**Selected passage**
As a father, Cary could not be more devoted. He documented his little girl’s life with photographs and home movies and kept every note they ever wrote to each other. “I lived with my mother, [but] she’d be away making a film for three months, say, and I’d be at my father’s house,” says Jennifer, who wrote Good Stuff, a memoir of her childhood in 2011. “I saw him so much more than the child of divorced parents might expect.” As a dad, Cary could also be quite strict. “He once found some eyeshadow in my drawer. I got into big trouble,” she confesses, adding that Cary also insisted she always use proper English and good manners.

Cary met his final bride Barbara, an Englishwoman, at a hotel in London where she worked in public relations in 1976. Despite a 47-year age gap, the connection was immediate. “His mind always remained young because he was so alive and interested in everything,” she confides. “And he was even funnier than he was in films. He had a twinkle in his eyes.”

**Exercise data**

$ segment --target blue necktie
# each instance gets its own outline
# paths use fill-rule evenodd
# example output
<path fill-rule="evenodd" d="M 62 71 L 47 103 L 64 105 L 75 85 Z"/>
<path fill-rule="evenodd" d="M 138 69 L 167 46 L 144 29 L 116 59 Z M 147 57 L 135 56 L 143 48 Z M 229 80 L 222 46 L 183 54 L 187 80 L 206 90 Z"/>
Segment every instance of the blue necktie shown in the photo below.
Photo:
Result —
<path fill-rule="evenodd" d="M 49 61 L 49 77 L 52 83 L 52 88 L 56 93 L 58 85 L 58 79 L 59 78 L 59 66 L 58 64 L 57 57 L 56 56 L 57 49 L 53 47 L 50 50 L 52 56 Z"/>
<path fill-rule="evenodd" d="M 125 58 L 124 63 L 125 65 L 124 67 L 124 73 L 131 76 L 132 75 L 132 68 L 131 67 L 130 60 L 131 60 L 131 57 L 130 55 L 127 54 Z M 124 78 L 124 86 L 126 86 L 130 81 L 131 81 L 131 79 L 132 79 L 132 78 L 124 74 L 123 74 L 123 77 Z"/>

**Exercise**
For each statement below, answer yes or no on whether the passage about Cary above supports it, and quote the deciding words: (a) Jennifer lived mainly with her father; (b) Barbara worked in public relations when she met Cary; (c) Jennifer got into trouble after Cary found eyeshadow in her drawer.

**Result**
(a) No: "I lived with my mother"
(b) Yes: "at a hotel in London where she worked in public relations"
(c) Yes: "He once found some eyeshadow in my drawer. I got into big trouble"